Con este neologismo se designa a la tendencia actual de privilegiar la preocupación por el medio ambiente dentro del amplio espectro de las ideas y acciones humanas y a incorporar este elemento en los planes de gobierno y desarrollo de los países.
En el cúmulo de preocupaciones que conmueven al hombre de comienzos del siglo XXI, junto con el mantenimiento de la paz y con el desarrollo humano, está la defensa del medio ambiente, como expresión de solidaridad para con quienes vendrán después en la apasionante aventura de pisar la Tierra.
Pero todo dice que no hemos estado a la altura de esta responsabilidad y que hemos abusado en forma egoísta del medio ambiente. A las generaciones anteriores puede excusarles su ignorancia. Imbuidas de la ingenua creencia de que la primera revolución industrial traería un progreso lineal e inacabable, acometieron contra la naturaleza sin saber lo que hacían. Pero la actual generación no puede alegar ignorancia. Sabe bien lo que hace gracias a las investigaciones científicas. Conoce bien que los estragos de la violencia contra la naturaleza se llaman desertización, destrucción de la biodiversidad, alteración de los ecosistemas, desórdenes climáticos, contaminación, calentamiento de la Tierra, destrucción de la capa de ozono, escasez de agua dulce y agotamiento de los recursos naturales.

§ Información proporcionada:
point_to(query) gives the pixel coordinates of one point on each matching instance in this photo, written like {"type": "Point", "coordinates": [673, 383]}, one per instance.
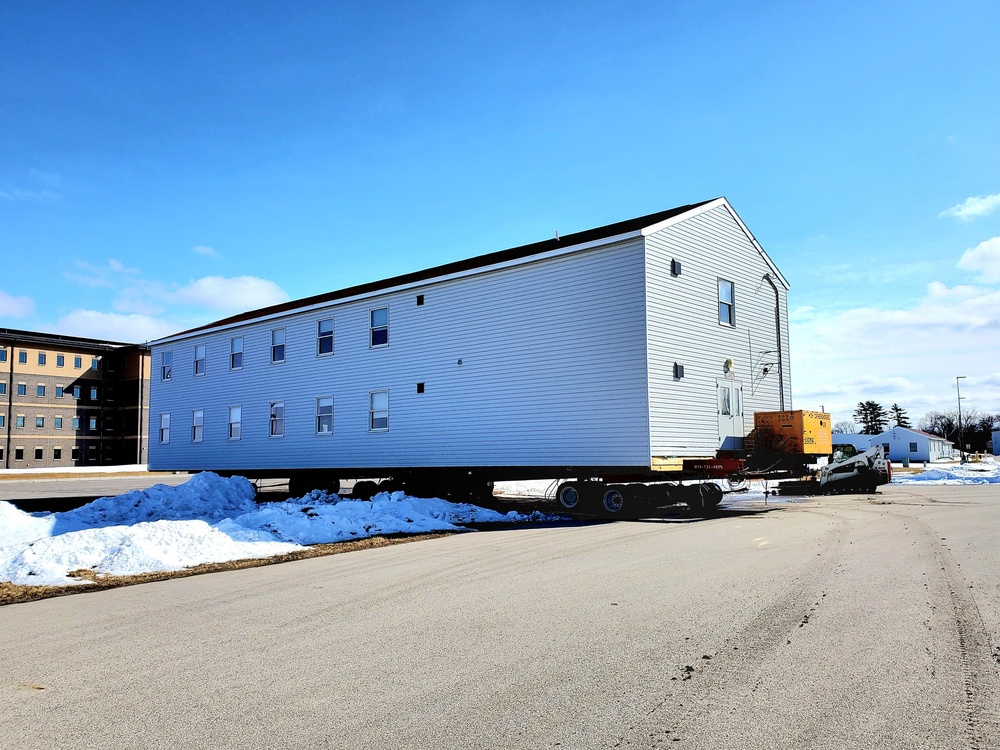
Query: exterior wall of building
{"type": "Point", "coordinates": [541, 363]}
{"type": "Point", "coordinates": [683, 321]}
{"type": "Point", "coordinates": [60, 411]}
{"type": "Point", "coordinates": [913, 445]}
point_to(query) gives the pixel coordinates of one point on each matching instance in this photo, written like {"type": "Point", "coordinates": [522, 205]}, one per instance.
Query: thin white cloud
{"type": "Point", "coordinates": [984, 259]}
{"type": "Point", "coordinates": [100, 277]}
{"type": "Point", "coordinates": [908, 356]}
{"type": "Point", "coordinates": [114, 327]}
{"type": "Point", "coordinates": [15, 307]}
{"type": "Point", "coordinates": [974, 207]}
{"type": "Point", "coordinates": [229, 294]}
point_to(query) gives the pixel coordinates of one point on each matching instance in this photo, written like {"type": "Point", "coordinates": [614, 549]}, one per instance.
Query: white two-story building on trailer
{"type": "Point", "coordinates": [605, 352]}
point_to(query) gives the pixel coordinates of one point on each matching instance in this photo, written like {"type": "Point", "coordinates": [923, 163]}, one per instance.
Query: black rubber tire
{"type": "Point", "coordinates": [364, 490]}
{"type": "Point", "coordinates": [570, 496]}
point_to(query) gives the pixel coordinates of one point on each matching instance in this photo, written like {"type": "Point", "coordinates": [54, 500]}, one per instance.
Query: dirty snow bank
{"type": "Point", "coordinates": [207, 519]}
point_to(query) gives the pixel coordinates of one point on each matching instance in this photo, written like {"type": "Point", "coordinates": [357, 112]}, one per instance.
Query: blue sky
{"type": "Point", "coordinates": [163, 164]}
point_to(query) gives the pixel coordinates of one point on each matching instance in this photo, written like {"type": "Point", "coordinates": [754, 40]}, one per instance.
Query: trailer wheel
{"type": "Point", "coordinates": [613, 500]}
{"type": "Point", "coordinates": [569, 495]}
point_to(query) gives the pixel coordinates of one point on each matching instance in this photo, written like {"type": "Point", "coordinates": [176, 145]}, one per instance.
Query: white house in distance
{"type": "Point", "coordinates": [609, 350]}
{"type": "Point", "coordinates": [916, 445]}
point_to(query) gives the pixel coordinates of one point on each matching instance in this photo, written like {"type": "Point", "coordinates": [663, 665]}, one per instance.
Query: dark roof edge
{"type": "Point", "coordinates": [38, 337]}
{"type": "Point", "coordinates": [469, 264]}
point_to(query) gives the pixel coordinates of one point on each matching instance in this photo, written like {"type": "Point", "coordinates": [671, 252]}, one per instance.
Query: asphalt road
{"type": "Point", "coordinates": [844, 622]}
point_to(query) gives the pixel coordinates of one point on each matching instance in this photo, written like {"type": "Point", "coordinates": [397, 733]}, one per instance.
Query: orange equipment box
{"type": "Point", "coordinates": [796, 431]}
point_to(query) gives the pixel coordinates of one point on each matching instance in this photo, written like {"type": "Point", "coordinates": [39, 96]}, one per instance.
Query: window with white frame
{"type": "Point", "coordinates": [277, 345]}
{"type": "Point", "coordinates": [276, 419]}
{"type": "Point", "coordinates": [379, 323]}
{"type": "Point", "coordinates": [324, 415]}
{"type": "Point", "coordinates": [197, 425]}
{"type": "Point", "coordinates": [378, 411]}
{"type": "Point", "coordinates": [324, 337]}
{"type": "Point", "coordinates": [236, 353]}
{"type": "Point", "coordinates": [235, 422]}
{"type": "Point", "coordinates": [727, 303]}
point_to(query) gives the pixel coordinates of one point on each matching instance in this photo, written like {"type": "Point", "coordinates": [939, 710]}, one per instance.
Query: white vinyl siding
{"type": "Point", "coordinates": [684, 328]}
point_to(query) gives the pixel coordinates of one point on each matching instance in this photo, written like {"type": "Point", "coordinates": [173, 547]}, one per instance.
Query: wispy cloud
{"type": "Point", "coordinates": [229, 294]}
{"type": "Point", "coordinates": [114, 327]}
{"type": "Point", "coordinates": [984, 259]}
{"type": "Point", "coordinates": [96, 277]}
{"type": "Point", "coordinates": [908, 355]}
{"type": "Point", "coordinates": [974, 207]}
{"type": "Point", "coordinates": [15, 307]}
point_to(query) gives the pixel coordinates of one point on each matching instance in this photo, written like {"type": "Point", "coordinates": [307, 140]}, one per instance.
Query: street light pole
{"type": "Point", "coordinates": [961, 434]}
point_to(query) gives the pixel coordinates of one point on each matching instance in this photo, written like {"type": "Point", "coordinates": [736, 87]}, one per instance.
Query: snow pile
{"type": "Point", "coordinates": [208, 519]}
{"type": "Point", "coordinates": [985, 471]}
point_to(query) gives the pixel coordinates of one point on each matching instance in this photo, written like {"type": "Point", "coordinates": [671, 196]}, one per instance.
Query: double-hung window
{"type": "Point", "coordinates": [235, 422]}
{"type": "Point", "coordinates": [277, 345]}
{"type": "Point", "coordinates": [727, 303]}
{"type": "Point", "coordinates": [199, 359]}
{"type": "Point", "coordinates": [378, 411]}
{"type": "Point", "coordinates": [276, 419]}
{"type": "Point", "coordinates": [236, 353]}
{"type": "Point", "coordinates": [324, 337]}
{"type": "Point", "coordinates": [197, 425]}
{"type": "Point", "coordinates": [379, 324]}
{"type": "Point", "coordinates": [324, 415]}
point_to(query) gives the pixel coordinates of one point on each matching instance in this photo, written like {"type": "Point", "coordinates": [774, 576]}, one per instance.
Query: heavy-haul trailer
{"type": "Point", "coordinates": [613, 354]}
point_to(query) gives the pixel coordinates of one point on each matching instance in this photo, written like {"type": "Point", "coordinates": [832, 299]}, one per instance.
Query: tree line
{"type": "Point", "coordinates": [874, 419]}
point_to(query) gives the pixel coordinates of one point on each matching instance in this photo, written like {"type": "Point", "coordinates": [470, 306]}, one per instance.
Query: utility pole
{"type": "Point", "coordinates": [961, 433]}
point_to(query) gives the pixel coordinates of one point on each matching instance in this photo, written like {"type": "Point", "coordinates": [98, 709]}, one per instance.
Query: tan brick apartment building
{"type": "Point", "coordinates": [69, 401]}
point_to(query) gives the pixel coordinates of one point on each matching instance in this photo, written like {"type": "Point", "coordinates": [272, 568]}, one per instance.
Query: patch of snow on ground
{"type": "Point", "coordinates": [208, 519]}
{"type": "Point", "coordinates": [985, 471]}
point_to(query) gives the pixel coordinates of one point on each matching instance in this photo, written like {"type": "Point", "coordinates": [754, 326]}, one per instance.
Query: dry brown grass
{"type": "Point", "coordinates": [13, 594]}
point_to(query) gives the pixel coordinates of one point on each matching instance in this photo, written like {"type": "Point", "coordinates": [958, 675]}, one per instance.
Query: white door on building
{"type": "Point", "coordinates": [731, 432]}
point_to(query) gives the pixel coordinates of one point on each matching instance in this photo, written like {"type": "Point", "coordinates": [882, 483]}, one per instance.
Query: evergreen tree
{"type": "Point", "coordinates": [872, 417]}
{"type": "Point", "coordinates": [899, 416]}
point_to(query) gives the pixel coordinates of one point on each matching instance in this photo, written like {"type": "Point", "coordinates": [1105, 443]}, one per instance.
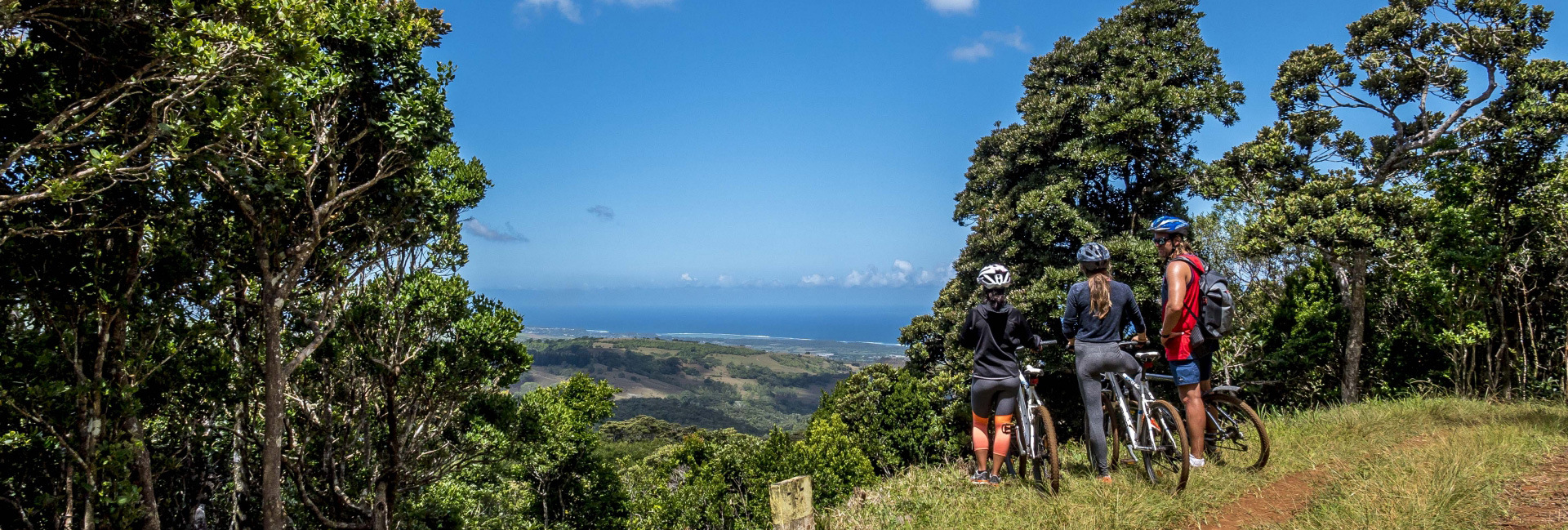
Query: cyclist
{"type": "Point", "coordinates": [1179, 298]}
{"type": "Point", "coordinates": [1098, 310]}
{"type": "Point", "coordinates": [995, 330]}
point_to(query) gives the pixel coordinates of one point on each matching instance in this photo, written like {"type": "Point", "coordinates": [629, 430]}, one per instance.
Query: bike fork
{"type": "Point", "coordinates": [1126, 421]}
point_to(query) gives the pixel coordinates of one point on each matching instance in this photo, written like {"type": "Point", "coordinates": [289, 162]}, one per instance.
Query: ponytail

§ Tarea a realizar: Reproduce íntegramente y sin cambios el texto sobre la defensa del medio ambiente. Las entradas no tienen relación alguna con el texto.

§ Respuesta:
Con este neologismo se designa a la tendencia actual de privilegiar la preocupación por el medio ambiente dentro del amplio espectro de las ideas y acciones humanas y a incorporar este elemento en los planes de gobierno y desarrollo de los países.
En el cúmulo de preocupaciones que conmueven al hombre de comienzos del siglo XXI, junto con el mantenimiento de la paz y con el desarrollo humano, está la defensa del medio ambiente, como expresión de solidaridad para con quienes vendrán después en la apasionante aventura de pisar la Tierra.
Pero todo dice que no hemos estado a la altura de esta responsabilidad y que hemos abusado en forma egoísta del medio ambiente. A las generaciones anteriores puede excusarles su ignorancia. Imbuidas de la ingenua creencia de que la primera revolución industrial traería un progreso lineal e inacabable, acometieron contra la naturaleza sin saber lo que hacían. Pero la actual generación no puede alegar ignorancia. Sabe bien lo que hace gracias a las investigaciones científicas. Conoce bien que los estragos de la violencia contra la naturaleza se llaman desertización, destrucción de la biodiversidad, alteración de los ecosistemas, desórdenes climáticos, contaminación, calentamiento de la Tierra, destrucción de la capa de ozono, escasez de agua dulce y agotamiento de los recursos naturales.